━━━ Data for analysis

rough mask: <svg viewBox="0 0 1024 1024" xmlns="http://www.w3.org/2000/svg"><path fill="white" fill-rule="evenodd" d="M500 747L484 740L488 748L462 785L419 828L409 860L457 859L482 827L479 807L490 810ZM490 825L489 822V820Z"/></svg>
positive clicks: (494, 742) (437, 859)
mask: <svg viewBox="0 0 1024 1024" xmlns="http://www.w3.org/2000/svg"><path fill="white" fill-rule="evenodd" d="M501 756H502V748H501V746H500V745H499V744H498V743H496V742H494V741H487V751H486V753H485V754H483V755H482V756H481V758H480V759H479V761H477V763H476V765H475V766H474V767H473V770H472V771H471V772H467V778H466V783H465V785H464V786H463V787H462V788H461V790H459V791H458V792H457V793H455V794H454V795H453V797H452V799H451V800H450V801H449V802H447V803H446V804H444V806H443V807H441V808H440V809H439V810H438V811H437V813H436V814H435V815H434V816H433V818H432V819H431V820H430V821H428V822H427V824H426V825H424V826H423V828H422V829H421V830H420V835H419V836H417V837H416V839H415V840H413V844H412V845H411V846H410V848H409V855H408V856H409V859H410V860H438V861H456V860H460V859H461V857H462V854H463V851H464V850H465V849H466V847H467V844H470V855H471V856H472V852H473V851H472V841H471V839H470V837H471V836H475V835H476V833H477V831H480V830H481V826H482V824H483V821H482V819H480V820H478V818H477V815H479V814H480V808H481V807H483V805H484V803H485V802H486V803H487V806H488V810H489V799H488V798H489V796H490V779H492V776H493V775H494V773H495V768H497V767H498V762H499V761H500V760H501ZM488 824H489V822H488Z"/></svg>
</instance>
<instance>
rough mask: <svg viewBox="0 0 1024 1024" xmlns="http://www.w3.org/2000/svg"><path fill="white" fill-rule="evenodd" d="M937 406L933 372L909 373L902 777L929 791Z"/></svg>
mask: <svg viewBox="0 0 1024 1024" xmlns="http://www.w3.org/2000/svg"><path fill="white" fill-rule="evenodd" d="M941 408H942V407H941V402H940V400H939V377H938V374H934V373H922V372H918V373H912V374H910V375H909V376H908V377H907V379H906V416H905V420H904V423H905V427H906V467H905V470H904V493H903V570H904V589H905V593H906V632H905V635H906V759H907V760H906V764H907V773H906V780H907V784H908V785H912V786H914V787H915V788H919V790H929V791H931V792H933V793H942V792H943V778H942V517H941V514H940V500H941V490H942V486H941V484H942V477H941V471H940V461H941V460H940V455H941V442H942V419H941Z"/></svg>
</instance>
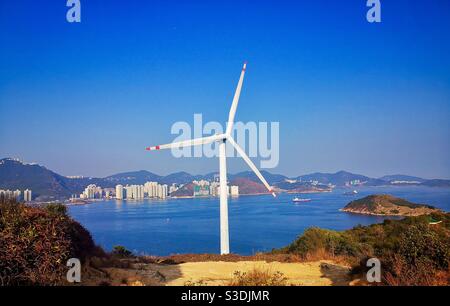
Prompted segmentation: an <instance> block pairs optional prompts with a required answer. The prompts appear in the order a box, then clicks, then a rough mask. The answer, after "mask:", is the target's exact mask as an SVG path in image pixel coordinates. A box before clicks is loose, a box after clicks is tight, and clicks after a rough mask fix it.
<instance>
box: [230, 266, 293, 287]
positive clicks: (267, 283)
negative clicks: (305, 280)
mask: <svg viewBox="0 0 450 306" xmlns="http://www.w3.org/2000/svg"><path fill="white" fill-rule="evenodd" d="M227 285H228V286H287V285H289V283H288V278H287V277H285V276H284V274H283V273H282V272H280V271H275V272H273V271H271V270H270V269H267V268H266V269H264V268H256V267H255V268H253V269H252V270H250V271H247V272H241V271H235V272H234V274H233V278H232V279H231V280H230V282H229V283H228V284H227Z"/></svg>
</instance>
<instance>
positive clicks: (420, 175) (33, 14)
mask: <svg viewBox="0 0 450 306" xmlns="http://www.w3.org/2000/svg"><path fill="white" fill-rule="evenodd" d="M65 3H66V1H65V0H59V1H49V0H48V1H25V0H14V1H13V0H4V1H1V2H0V157H6V156H11V157H19V158H22V159H24V160H26V161H30V162H31V161H35V162H38V163H40V164H43V165H45V166H46V167H48V168H50V169H52V170H54V171H56V172H59V173H61V174H63V175H90V176H105V175H109V174H113V173H116V172H120V171H129V170H138V169H146V170H150V171H153V172H156V173H160V174H166V173H171V172H175V171H181V170H184V171H188V172H191V173H206V172H210V171H216V170H217V169H218V161H217V159H206V158H203V159H175V158H173V157H172V155H171V154H170V152H158V154H153V155H149V153H147V152H146V151H144V150H143V148H145V147H146V146H147V145H154V144H159V143H166V142H170V141H171V140H172V139H173V138H174V136H173V135H171V134H170V128H171V126H172V124H173V123H174V122H176V121H187V122H192V120H193V114H194V113H202V114H203V118H204V120H205V121H220V122H223V123H224V122H225V120H226V118H227V115H228V109H229V107H230V104H231V99H232V96H233V93H234V89H235V86H236V83H237V80H238V77H239V73H240V68H241V65H242V62H243V61H244V60H248V61H249V66H248V70H247V75H246V80H245V83H244V88H243V92H242V96H241V101H240V104H239V108H238V112H237V117H236V119H237V120H240V121H243V122H247V121H257V122H258V121H279V122H280V163H279V166H278V167H277V168H275V169H272V170H270V171H272V172H278V173H283V174H286V175H292V176H293V175H299V174H304V173H308V172H312V171H327V172H334V171H337V170H341V169H345V170H349V171H352V172H357V173H362V174H366V175H370V176H381V175H384V174H392V173H404V174H411V175H419V176H423V177H428V178H431V177H442V178H450V154H449V149H450V145H449V139H450V116H449V115H450V57H449V56H448V55H449V54H450V39H449V38H450V37H449V36H450V35H449V29H450V3H449V2H448V1H447V0H432V1H406V0H397V1H386V0H384V1H383V0H382V1H381V3H382V22H381V23H380V24H369V23H368V22H367V21H366V19H365V15H366V11H367V9H368V8H367V7H366V5H365V3H366V1H365V0H352V1H331V0H327V1H325V0H320V1H295V2H294V1H292V2H291V1H276V2H275V1H271V2H269V1H167V0H166V1H137V0H132V1H105V0H103V1H101V0H88V1H87V0H84V1H83V0H81V5H82V9H81V13H82V17H81V18H82V21H81V23H79V24H70V23H68V22H67V21H66V19H65V17H66V11H67V9H68V8H67V7H66V6H65ZM246 169H247V168H246V166H245V165H244V164H243V163H242V161H240V160H239V159H233V160H230V161H229V170H230V171H231V172H237V171H241V170H246Z"/></svg>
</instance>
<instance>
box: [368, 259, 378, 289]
mask: <svg viewBox="0 0 450 306" xmlns="http://www.w3.org/2000/svg"><path fill="white" fill-rule="evenodd" d="M366 266H367V267H368V268H370V269H369V270H368V271H367V273H366V280H367V281H368V282H369V283H379V282H381V262H380V260H379V259H378V258H369V260H367V263H366Z"/></svg>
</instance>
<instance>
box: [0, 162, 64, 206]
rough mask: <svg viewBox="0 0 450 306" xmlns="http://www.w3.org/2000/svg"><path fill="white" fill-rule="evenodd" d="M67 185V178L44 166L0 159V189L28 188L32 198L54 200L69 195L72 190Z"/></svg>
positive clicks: (19, 188)
mask: <svg viewBox="0 0 450 306" xmlns="http://www.w3.org/2000/svg"><path fill="white" fill-rule="evenodd" d="M69 185H70V184H68V179H66V178H65V177H63V176H61V175H59V174H56V173H54V172H52V171H50V170H48V169H47V168H45V167H42V166H39V165H36V164H25V163H22V162H20V161H18V160H14V159H9V158H5V159H2V160H0V188H1V189H11V190H14V189H22V190H23V189H27V188H28V189H31V190H33V198H39V197H42V198H45V199H46V200H54V199H58V198H59V197H61V196H63V197H69V196H70V195H71V192H72V191H71V188H70V186H69Z"/></svg>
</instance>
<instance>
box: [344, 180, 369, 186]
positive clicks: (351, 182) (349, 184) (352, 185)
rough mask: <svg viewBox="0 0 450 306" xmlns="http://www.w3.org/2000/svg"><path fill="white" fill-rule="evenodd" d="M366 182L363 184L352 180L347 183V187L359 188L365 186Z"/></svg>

━━━━━━

The problem: None of the pictures should be kept; reproduce all the remaining material exactly.

Answer section:
rough mask: <svg viewBox="0 0 1024 1024" xmlns="http://www.w3.org/2000/svg"><path fill="white" fill-rule="evenodd" d="M500 747L484 740L488 748L462 785L419 828L409 860L457 859L482 827L479 807L490 810ZM490 825L489 822V820Z"/></svg>
positive clicks: (494, 742) (437, 859)
mask: <svg viewBox="0 0 1024 1024" xmlns="http://www.w3.org/2000/svg"><path fill="white" fill-rule="evenodd" d="M501 756H502V748H501V746H500V745H499V744H498V743H496V742H494V741H487V751H486V753H485V754H483V755H482V756H481V758H480V759H479V761H477V763H476V765H475V766H474V767H473V770H472V771H471V772H467V778H466V783H465V785H464V786H463V787H462V788H461V790H459V791H458V792H457V793H455V794H454V795H453V797H452V799H451V800H450V801H449V802H447V803H446V804H444V806H443V807H441V808H440V809H439V810H438V811H437V813H436V814H435V815H434V816H433V818H432V819H431V820H430V821H428V822H427V824H426V825H424V826H423V828H422V829H421V830H420V835H419V836H417V837H416V839H415V840H413V844H412V845H411V846H410V848H409V855H408V856H409V859H410V860H438V861H456V860H460V859H461V857H462V854H463V851H464V850H465V849H466V847H467V844H470V855H471V856H472V852H473V851H472V841H471V839H470V837H471V836H475V835H476V833H477V831H480V830H481V826H482V824H483V821H482V819H480V820H478V818H477V815H479V814H480V808H481V807H483V805H484V803H485V802H486V803H487V806H488V810H489V799H488V798H489V796H490V779H492V776H493V775H494V773H495V768H497V767H498V762H499V761H500V760H501ZM488 824H489V822H488Z"/></svg>
</instance>
<instance>
rough mask: <svg viewBox="0 0 1024 1024" xmlns="http://www.w3.org/2000/svg"><path fill="white" fill-rule="evenodd" d="M937 406L933 372L909 373L902 777L929 791Z"/></svg>
mask: <svg viewBox="0 0 1024 1024" xmlns="http://www.w3.org/2000/svg"><path fill="white" fill-rule="evenodd" d="M941 408H942V407H941V402H940V400H939V377H938V374H934V373H922V372H918V373H912V374H910V375H909V376H908V377H907V379H906V416H905V420H904V423H905V427H906V467H905V470H904V493H903V570H904V589H905V593H906V632H905V635H906V759H907V760H906V764H907V773H906V780H907V784H908V785H912V786H914V787H915V788H919V790H929V791H931V792H933V793H942V792H943V778H942V517H941V514H940V500H941V490H942V486H941V484H942V477H941V471H940V461H941V460H940V455H941V442H942V419H941Z"/></svg>
</instance>
Prompted segmentation: an <instance> block pairs optional prompts with a required answer. The prompts appear in the order a box, then clicks, then a rough mask. The answer, after "mask:", is the target's exact mask as an SVG path in image pixel coordinates. A box before clicks is loose, a box after clicks is tight, and clicks after a rough mask fix it.
<instance>
box: [230, 266, 293, 287]
positive clicks: (267, 283)
negative clicks: (305, 280)
mask: <svg viewBox="0 0 450 306" xmlns="http://www.w3.org/2000/svg"><path fill="white" fill-rule="evenodd" d="M227 285H228V286H287V285H289V283H288V278H287V277H285V276H284V274H283V273H282V272H280V271H275V272H273V271H271V270H270V269H267V268H266V269H264V268H256V267H255V268H253V269H252V270H250V271H247V272H241V271H235V272H234V274H233V278H232V279H231V280H230V282H229V283H228V284H227Z"/></svg>
</instance>
<instance>
positive clicks: (420, 175) (33, 14)
mask: <svg viewBox="0 0 450 306" xmlns="http://www.w3.org/2000/svg"><path fill="white" fill-rule="evenodd" d="M65 3H66V1H65V0H59V1H49V0H48V1H25V0H14V1H13V0H4V1H1V2H0V157H6V156H11V157H19V158H22V159H24V160H26V161H30V162H31V161H35V162H38V163H40V164H43V165H45V166H46V167H48V168H50V169H52V170H54V171H56V172H59V173H61V174H63V175H90V176H105V175H109V174H113V173H116V172H120V171H129V170H138V169H146V170H150V171H153V172H156V173H160V174H166V173H171V172H175V171H181V170H184V171H188V172H191V173H206V172H210V171H216V170H217V169H218V161H217V159H206V158H203V159H175V158H173V157H172V155H171V154H170V152H158V154H153V155H149V153H147V152H146V151H144V150H143V148H145V147H146V146H147V145H154V144H159V143H166V142H170V141H171V140H172V139H173V138H174V136H173V135H171V134H170V128H171V126H172V124H173V123H174V122H176V121H187V122H192V120H193V114H194V113H202V114H203V118H204V120H205V121H220V122H223V123H224V122H225V120H226V118H227V115H228V109H229V107H230V104H231V99H232V96H233V93H234V89H235V86H236V83H237V80H238V77H239V73H240V68H241V65H242V62H243V61H244V60H248V61H249V66H248V70H247V75H246V80H245V83H244V88H243V92H242V96H241V101H240V104H239V108H238V112H237V117H236V119H237V120H240V121H243V122H247V121H257V122H258V121H279V122H280V163H279V166H278V167H277V168H275V169H272V170H270V171H272V172H278V173H283V174H286V175H292V176H293V175H299V174H304V173H308V172H312V171H327V172H334V171H337V170H341V169H345V170H349V171H352V172H357V173H362V174H366V175H370V176H381V175H384V174H392V173H404V174H411V175H419V176H423V177H428V178H431V177H442V178H450V154H449V149H450V145H449V139H450V116H449V115H450V57H449V56H448V55H449V54H450V39H449V38H450V37H449V36H450V35H449V29H450V3H449V2H448V1H447V0H432V1H406V0H397V1H386V0H384V1H383V0H382V1H381V3H382V22H381V23H380V24H369V23H368V22H367V21H366V19H365V15H366V11H367V9H368V8H367V7H366V5H365V3H366V1H365V0H352V1H331V0H327V1H325V0H320V1H295V2H294V1H292V2H291V1H276V2H275V1H271V2H269V1H167V0H166V1H137V0H132V1H105V0H103V1H101V0H88V1H87V0H84V1H83V0H81V5H82V9H81V13H82V17H81V18H82V21H81V23H79V24H70V23H68V22H67V21H66V19H65V17H66V11H67V9H68V8H67V7H66V6H65ZM246 169H247V168H246V166H245V165H244V164H243V163H242V161H240V160H239V159H233V160H230V161H229V170H230V171H231V172H237V171H241V170H246Z"/></svg>
</instance>
<instance>
box: [368, 259, 378, 289]
mask: <svg viewBox="0 0 450 306" xmlns="http://www.w3.org/2000/svg"><path fill="white" fill-rule="evenodd" d="M366 266H367V267H368V268H370V269H369V270H368V271H367V273H366V280H367V281H368V282H369V283H379V282H381V262H380V260H379V259H378V258H369V260H367V263H366Z"/></svg>
</instance>
<instance>
box: [0, 162, 64, 206]
rough mask: <svg viewBox="0 0 450 306" xmlns="http://www.w3.org/2000/svg"><path fill="white" fill-rule="evenodd" d="M67 185V178L44 166L0 159V189L28 188L32 198L54 200L69 195L72 190Z"/></svg>
positive clicks: (19, 188)
mask: <svg viewBox="0 0 450 306" xmlns="http://www.w3.org/2000/svg"><path fill="white" fill-rule="evenodd" d="M69 185H70V184H68V179H66V178H65V177H63V176H61V175H59V174H56V173H54V172H52V171H50V170H48V169H47V168H45V167H42V166H39V165H36V164H25V163H22V162H20V161H18V160H14V159H9V158H5V159H2V160H0V188H1V189H11V190H14V189H22V190H23V189H27V188H28V189H31V190H33V198H39V197H42V198H45V199H46V200H54V199H58V198H59V197H61V196H63V197H69V196H70V195H71V192H72V191H71V188H70V186H69Z"/></svg>
</instance>
<instance>
box: [344, 180, 369, 186]
positive clicks: (351, 182) (349, 184) (352, 185)
rough mask: <svg viewBox="0 0 450 306" xmlns="http://www.w3.org/2000/svg"><path fill="white" fill-rule="evenodd" d="M366 182L363 184L352 180L347 183V187L359 188L365 186Z"/></svg>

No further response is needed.